## WHAT IS REQUIRED
Nothing should be left out: repeat all the data exactly.

## Saved entries
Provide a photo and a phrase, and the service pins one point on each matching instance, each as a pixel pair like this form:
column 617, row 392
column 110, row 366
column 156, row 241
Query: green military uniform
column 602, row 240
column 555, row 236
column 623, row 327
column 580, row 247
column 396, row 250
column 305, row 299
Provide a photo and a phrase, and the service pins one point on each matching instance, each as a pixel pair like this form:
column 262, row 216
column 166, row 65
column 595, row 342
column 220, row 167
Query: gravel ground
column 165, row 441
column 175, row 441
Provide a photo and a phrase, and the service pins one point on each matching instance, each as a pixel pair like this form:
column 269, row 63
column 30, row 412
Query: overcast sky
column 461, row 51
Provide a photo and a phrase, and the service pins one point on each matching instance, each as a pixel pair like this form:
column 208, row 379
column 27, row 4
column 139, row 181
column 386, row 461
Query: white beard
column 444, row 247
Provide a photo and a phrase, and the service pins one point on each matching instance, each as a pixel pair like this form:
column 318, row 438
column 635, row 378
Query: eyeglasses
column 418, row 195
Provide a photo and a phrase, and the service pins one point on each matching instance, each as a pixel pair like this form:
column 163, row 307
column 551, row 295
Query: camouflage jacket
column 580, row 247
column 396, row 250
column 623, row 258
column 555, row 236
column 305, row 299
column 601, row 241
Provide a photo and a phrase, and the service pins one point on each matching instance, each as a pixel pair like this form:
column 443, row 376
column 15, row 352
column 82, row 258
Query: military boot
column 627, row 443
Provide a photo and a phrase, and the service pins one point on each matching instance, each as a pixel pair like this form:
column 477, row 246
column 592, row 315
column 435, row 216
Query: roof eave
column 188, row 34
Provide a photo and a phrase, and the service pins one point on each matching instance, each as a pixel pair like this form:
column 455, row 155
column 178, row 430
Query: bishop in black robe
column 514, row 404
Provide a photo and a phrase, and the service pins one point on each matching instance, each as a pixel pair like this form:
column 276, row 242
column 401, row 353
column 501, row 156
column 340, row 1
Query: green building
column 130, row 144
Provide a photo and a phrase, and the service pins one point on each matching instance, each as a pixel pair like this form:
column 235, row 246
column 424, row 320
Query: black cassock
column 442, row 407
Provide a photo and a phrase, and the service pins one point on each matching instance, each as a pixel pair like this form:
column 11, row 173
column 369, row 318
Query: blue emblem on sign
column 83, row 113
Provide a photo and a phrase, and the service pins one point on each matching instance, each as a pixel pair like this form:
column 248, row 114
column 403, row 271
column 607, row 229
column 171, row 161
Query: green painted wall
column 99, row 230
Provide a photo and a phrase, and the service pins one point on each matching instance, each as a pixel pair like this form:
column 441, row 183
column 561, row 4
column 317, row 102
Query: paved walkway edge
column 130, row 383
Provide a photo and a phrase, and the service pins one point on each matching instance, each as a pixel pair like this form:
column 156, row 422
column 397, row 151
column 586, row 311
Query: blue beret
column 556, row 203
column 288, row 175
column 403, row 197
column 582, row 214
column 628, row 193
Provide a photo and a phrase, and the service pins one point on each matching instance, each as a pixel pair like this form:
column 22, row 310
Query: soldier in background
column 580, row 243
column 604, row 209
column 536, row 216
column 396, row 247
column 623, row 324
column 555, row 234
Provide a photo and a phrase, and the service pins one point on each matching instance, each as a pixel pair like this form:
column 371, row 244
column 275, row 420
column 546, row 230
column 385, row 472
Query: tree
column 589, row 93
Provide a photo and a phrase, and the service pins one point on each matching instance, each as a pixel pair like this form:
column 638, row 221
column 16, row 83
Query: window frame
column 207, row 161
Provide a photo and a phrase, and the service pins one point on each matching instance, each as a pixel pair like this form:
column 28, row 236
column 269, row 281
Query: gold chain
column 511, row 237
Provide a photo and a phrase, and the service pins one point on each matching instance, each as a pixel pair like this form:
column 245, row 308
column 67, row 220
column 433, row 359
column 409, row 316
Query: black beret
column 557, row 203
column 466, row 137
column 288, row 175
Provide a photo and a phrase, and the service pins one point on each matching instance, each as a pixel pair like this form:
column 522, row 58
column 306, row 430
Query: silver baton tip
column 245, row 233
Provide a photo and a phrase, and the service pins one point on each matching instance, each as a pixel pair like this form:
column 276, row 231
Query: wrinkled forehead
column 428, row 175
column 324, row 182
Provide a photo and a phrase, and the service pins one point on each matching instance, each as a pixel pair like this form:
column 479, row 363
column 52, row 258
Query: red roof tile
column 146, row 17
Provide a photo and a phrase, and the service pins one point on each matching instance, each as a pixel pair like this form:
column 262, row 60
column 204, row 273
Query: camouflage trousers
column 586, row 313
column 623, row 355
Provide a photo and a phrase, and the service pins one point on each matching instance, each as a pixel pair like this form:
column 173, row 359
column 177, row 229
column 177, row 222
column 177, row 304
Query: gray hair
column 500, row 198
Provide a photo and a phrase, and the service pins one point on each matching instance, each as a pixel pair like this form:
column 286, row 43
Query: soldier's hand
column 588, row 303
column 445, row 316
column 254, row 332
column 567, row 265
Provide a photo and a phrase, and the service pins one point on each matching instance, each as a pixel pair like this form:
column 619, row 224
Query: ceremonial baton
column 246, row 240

## RESULT OF THE TASK
Provide a photo and a phrase, and the service pins one point on each matching instance, each as a pixel pair like this form:
column 617, row 392
column 110, row 366
column 156, row 241
Query: green military uniform
column 602, row 240
column 555, row 236
column 623, row 327
column 580, row 247
column 396, row 250
column 305, row 299
Provide a photo and a phrase, and the service pins one point on each matching instance, each as a pixel pair like this form:
column 262, row 216
column 166, row 65
column 595, row 342
column 220, row 167
Query: gravel ground
column 165, row 441
column 175, row 441
Provide a photo and a phrase, and the service pins one point on each matching instance, each as a pixel pair like this form:
column 269, row 63
column 30, row 412
Query: overcast sky
column 461, row 51
Provide a photo and a phrase, and the service pins one point on each matching instance, each as a pixel pair like this form:
column 208, row 379
column 27, row 4
column 139, row 181
column 386, row 461
Query: white beard
column 444, row 247
Provide a photo and a phrase, and the service pins one point on each matching instance, each as a pixel pair like this form:
column 318, row 438
column 635, row 378
Query: eyeglasses
column 418, row 195
Provide a photo and a phrase, and the service pins one point on each matching instance, each as a pixel pair like this form:
column 163, row 307
column 551, row 295
Query: camouflage jacket
column 580, row 247
column 396, row 250
column 623, row 258
column 555, row 236
column 305, row 299
column 601, row 241
Provide a photo and a phrase, and the service pins one point on each matching instance, each as a pixel pair like this form:
column 443, row 376
column 15, row 352
column 82, row 258
Query: military boot
column 627, row 443
Provide a photo and a phrase, and the service pins one point on each matching instance, each as a pixel pair like this form:
column 477, row 246
column 592, row 315
column 435, row 216
Query: roof eave
column 188, row 34
Provide a photo and a phrase, and the service pins one point on each matching instance, each as a pixel pair like this form:
column 455, row 155
column 178, row 430
Query: bishop in black robe
column 514, row 404
Provide a photo and a phrase, and the service pins one point on each matching instance, each as a pixel pair like this form:
column 276, row 242
column 401, row 353
column 501, row 156
column 340, row 1
Query: green building
column 130, row 144
Provide a photo and a phrase, and the service pins one point on each matching instance, each as a pixel pair like this form:
column 235, row 246
column 424, row 320
Query: black cassock
column 442, row 407
Provide a photo and a phrase, and the service pins one point on each matching instance, each as a pixel pair like this form:
column 11, row 173
column 369, row 318
Query: blue emblem on sign
column 83, row 113
Provide a photo and a phrase, and the service pins one point on each matching instance, each as a pixel pair like this form:
column 248, row 114
column 403, row 271
column 607, row 229
column 171, row 161
Query: green painted wall
column 99, row 230
Provide a photo and a phrase, and the service pins one point on each matching instance, each as a pixel pair like this form:
column 441, row 183
column 561, row 4
column 317, row 102
Query: paved walkway edge
column 130, row 383
Provide a photo and a phrase, and the service pins one point on each matching instance, each as a pixel pair like this form:
column 156, row 422
column 397, row 151
column 586, row 311
Query: blue beret
column 556, row 203
column 288, row 175
column 403, row 197
column 582, row 214
column 628, row 193
Provide a photo and a phrase, and the service pins one point on each matching instance, each as a pixel pair like this form:
column 22, row 310
Query: soldier in background
column 580, row 243
column 604, row 209
column 536, row 216
column 396, row 247
column 623, row 324
column 555, row 234
Provide a photo and a phrase, and the service pins one point on each matching instance, each as a pixel pair like this form:
column 371, row 244
column 275, row 420
column 546, row 230
column 385, row 472
Query: tree
column 589, row 93
Provide a photo and a phrase, and the service pins one point on each matching instance, each as a pixel pair like this form:
column 638, row 221
column 16, row 83
Query: window frame
column 207, row 161
Provide a photo and a phrase, and the service pins one point on each matching instance, each as a pixel pair like this form:
column 28, row 236
column 269, row 281
Query: gold chain
column 511, row 237
Provide a photo and a phrase, and the service pins one point on each matching instance, each as a pixel pair like this form:
column 245, row 308
column 67, row 220
column 433, row 359
column 409, row 316
Query: black beret
column 557, row 203
column 466, row 137
column 288, row 175
Provide a photo and a phrase, and the service pins one point on each matching instance, each as a pixel pair like this form:
column 522, row 58
column 306, row 430
Query: silver baton tip
column 245, row 233
Provide a photo and a phrase, and the service pins one point on each matching instance, each as a pixel pair like this form:
column 276, row 231
Query: wrinkled forehead
column 428, row 175
column 324, row 182
Provide a photo and a phrase, and the service pins one point on each matching instance, each as a pixel pair like this form:
column 479, row 363
column 52, row 258
Query: red roof tile
column 146, row 17
Provide a photo and a phrase, and the service pins one point on each matching instance, each as a pixel pair like this form:
column 262, row 60
column 204, row 273
Query: camouflage trousers
column 586, row 313
column 623, row 355
Provide a photo and a phrase, and the service pins one point on each matching instance, each as a pixel pair like this form:
column 173, row 359
column 177, row 229
column 177, row 222
column 177, row 304
Query: gray hair
column 500, row 198
Provide a photo and a phrase, and the service pins one point on each matching instance, each as a pixel pair like this form:
column 286, row 43
Query: soldier's hand
column 588, row 303
column 445, row 316
column 254, row 332
column 567, row 265
Provide a photo and a phrase, and the service pins one point on each matching instance, each as a pixel pair like this form:
column 619, row 224
Query: ceremonial baton
column 246, row 240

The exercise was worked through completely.